▶ EXTRAIT CHOISI

..............................

Marion Tillous exprime l’actualité du terme et sa place centrale cette année au FIG. Le thème n’est pas nouveau, en témoigne certaines éditions du FIG : 2000 santé 2014 notion d’habiter.
Pourquoi cette question du corps ?
Les enjeux sont forts, il y a différentes manières de percevoir le monde selon qui l’on est, avec le corps dont on dispose. C’est aussi la question de l’inclusion et la manière dont le corps est perçu, en lien avec les rapports de domination.
Le corps est porteur de conséquences spatiales, notamment avec le racisme pouvant entraîner un processus de marge du territoire ou le sexisme avec des femmes exclus de l’espace public. C’est de fait un champ d’étude pour la justice spatiale et environnementale. Le rapport corps-sexualité est aussi essentiel : la vie privée comporte une dimension politique et devient donc publique. Il existe aussi des discriminations sur l’identité sexuelle qui peuvent donner lieu à des enjeux de domination.

..............................

▶ ENREGISTREMENTS

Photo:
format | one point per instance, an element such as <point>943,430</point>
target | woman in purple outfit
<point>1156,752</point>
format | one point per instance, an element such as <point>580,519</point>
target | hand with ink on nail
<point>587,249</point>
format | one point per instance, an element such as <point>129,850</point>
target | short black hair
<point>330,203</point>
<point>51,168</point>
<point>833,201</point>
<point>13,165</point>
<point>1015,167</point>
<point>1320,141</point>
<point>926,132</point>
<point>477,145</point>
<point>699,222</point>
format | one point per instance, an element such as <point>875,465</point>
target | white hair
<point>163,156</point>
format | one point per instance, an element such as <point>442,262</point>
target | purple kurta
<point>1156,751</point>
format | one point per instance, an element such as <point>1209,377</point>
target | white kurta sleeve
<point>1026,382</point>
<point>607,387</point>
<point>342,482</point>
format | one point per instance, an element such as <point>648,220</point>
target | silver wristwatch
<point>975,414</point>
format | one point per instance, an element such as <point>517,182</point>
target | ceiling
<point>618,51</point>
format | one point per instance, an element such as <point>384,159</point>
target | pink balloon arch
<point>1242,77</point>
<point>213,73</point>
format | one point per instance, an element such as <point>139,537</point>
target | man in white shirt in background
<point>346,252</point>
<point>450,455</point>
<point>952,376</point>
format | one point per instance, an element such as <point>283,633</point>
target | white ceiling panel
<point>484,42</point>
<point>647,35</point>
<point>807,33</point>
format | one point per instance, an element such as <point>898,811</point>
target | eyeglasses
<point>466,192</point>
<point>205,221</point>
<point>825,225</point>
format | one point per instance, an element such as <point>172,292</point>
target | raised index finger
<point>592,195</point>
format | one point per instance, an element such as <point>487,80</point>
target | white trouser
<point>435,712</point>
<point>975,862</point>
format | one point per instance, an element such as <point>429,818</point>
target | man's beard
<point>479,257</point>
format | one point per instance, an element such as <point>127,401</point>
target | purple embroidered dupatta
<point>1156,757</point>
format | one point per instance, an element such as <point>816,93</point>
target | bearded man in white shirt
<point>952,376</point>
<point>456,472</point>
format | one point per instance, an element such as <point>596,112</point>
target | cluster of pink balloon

..............................

▶ CONSIGNES
1) Selon l'extrait choisi, quel thème le FIG a-t-il abordé lors de son édition de 2000 ?
2) Donnez sous forme de liste JSON de chaînes, une par ligne et sans lignes vides, le passage des enregistrements qui va de leur début jusqu'à la ligne contenant "<point>587,249</point>" incluse.

▶ RÉPONSES
1) La santé.

2)
[
  "Photo:",
  "format | one point per instance, an element such as <point>943,430</point>",
  "target | woman in purple outfit",
  "<point>1156,752</point>",
  "format | one point per instance, an element such as <point>580,519</point>",
  "target | hand with ink on nail",
  "<point>587,249</point>"
]